Replace "set down one marker" with "place a single marker" throughout the material below, and leave every other part unchanged.

* Rows from a dataset
>>>
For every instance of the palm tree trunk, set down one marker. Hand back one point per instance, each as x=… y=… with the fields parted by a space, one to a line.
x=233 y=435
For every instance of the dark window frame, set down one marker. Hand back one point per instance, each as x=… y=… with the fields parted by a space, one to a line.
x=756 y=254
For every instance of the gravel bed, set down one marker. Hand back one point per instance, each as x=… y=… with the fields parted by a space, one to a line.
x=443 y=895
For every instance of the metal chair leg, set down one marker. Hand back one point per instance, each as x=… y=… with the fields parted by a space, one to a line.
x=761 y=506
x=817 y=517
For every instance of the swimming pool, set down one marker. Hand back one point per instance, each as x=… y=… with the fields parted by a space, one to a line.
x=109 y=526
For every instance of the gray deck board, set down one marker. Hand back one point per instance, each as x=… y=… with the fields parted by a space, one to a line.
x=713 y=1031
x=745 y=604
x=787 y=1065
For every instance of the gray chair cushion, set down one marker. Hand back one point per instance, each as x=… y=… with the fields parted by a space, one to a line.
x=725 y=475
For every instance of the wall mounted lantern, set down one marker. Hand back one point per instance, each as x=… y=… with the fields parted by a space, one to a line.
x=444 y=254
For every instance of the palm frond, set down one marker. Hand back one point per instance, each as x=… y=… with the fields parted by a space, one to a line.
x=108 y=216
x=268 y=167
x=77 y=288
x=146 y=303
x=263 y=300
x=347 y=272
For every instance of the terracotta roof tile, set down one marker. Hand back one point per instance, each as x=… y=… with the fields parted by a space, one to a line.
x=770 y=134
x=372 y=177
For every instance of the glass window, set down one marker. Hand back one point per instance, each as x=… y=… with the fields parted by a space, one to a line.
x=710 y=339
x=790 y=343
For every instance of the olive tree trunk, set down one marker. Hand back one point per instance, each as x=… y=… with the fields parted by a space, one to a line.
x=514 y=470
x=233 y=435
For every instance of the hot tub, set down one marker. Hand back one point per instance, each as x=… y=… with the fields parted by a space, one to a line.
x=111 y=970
<<<
* Solved exercise
For every instance of the palm tree trunk, place a single marker. Hand back one point per instance, each as x=… y=… with the fields parted by a space, one to a line.
x=233 y=435
For every instance of the dark window frame, place a single marker. Hand back one point per instance, each as x=… y=… with the fields parted by a space, one to a line.
x=756 y=254
For every instance of the gravel bed, place a single marker. Hand back one point per instance, each as x=… y=… with the fields parted by a space, one to a line.
x=443 y=895
For every instance of the metal chair leg, place a single marker. Hand back one point per instance, each as x=… y=… with the fields parted by a space, one to a line.
x=761 y=506
x=817 y=517
For every instance of the swimming pool, place a single marker. Hand back one point per instance, each as x=… y=… with the fields parted by a space, one to a line.
x=109 y=526
For every instance of the gray deck board, place a single marker. Hand back one point per instance, each as x=… y=… with the fields parted by a space, one to a line.
x=713 y=1031
x=745 y=604
x=787 y=1065
For every instance of the gray chair cushion, place a single marker. Hand back one point per instance, each as x=… y=… with the fields parted by a space, one to a line.
x=725 y=475
For every instance of the wall mounted lantern, place a single marker. Hand back one point per instance, each as x=… y=… with the fields parted by a space, one to a line.
x=444 y=254
For every instance of the palm frond, place a single marker. Hand back one point per instance, each as x=… y=… with the fields parted by a space, one to a line.
x=108 y=216
x=268 y=167
x=77 y=288
x=146 y=303
x=263 y=300
x=347 y=272
For every instance of the terracotta roof tile, place a single marker. Hand back one point per instance, each as x=… y=… with the fields parted by a space, one to a line.
x=770 y=134
x=372 y=177
For every instance of the glass window, place a single marker. Hand back one point per instance, each as x=… y=… with the fields parted by a space, one to a line.
x=710 y=339
x=790 y=343
For every instance of the olive tree trunk, place a single marker. Hand back one point per instance, each as x=… y=… with the fields parted by a space, one to a line.
x=514 y=470
x=233 y=435
For every instance of the hot tub, place a single marker. Hand back one point per instance, each as x=… y=… with the fields parted by a space, one to a line.
x=111 y=970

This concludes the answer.